__WHAT TO WORK ON__
Below are the records. Retype exactly the lines between the lines holding "Target: locomotive headlight" and "Target: red pilot plate", inclusive.
────────────────────────────────────────
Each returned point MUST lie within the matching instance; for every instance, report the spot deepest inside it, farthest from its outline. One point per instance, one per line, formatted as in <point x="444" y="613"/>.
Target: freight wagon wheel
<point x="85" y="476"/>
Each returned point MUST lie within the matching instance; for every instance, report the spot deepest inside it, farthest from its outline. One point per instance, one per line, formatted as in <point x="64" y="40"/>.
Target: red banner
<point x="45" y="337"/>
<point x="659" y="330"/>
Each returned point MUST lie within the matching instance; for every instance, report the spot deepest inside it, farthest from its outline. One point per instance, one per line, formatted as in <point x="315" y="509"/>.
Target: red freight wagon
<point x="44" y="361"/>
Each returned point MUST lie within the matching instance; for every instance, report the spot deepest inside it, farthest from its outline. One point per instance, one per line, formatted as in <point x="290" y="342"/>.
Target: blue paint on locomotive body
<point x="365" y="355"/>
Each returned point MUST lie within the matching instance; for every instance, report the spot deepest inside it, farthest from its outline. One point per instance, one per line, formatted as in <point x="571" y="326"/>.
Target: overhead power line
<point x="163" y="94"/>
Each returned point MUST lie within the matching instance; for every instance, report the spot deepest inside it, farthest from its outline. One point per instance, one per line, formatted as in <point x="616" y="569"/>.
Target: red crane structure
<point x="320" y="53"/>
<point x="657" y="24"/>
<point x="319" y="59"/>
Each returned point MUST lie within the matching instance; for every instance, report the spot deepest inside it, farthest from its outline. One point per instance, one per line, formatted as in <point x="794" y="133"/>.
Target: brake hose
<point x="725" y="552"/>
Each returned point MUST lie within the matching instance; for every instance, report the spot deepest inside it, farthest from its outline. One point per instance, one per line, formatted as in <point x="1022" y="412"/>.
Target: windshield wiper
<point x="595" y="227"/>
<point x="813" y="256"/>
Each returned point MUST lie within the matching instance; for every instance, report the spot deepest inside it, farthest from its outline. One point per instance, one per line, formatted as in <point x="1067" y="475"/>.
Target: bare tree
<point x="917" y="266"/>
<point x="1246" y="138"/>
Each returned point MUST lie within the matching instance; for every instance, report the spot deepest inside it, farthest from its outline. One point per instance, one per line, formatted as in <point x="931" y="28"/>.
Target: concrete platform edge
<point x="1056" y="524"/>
────────────────────────────────────────
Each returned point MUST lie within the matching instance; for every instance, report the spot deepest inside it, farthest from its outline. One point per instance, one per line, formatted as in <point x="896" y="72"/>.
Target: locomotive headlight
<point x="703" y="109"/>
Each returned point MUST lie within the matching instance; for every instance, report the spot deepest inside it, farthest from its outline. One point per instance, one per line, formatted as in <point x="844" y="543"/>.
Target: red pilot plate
────────────────────────────────────────
__EXERCISE RESULT__
Target: locomotive headlight
<point x="703" y="109"/>
Each returned point MUST lie within the matching instance; for every instance, report the spot deepest inside it, farthest from its outline. One point per instance, one per line, formatted as in <point x="844" y="543"/>.
Target: red pilot plate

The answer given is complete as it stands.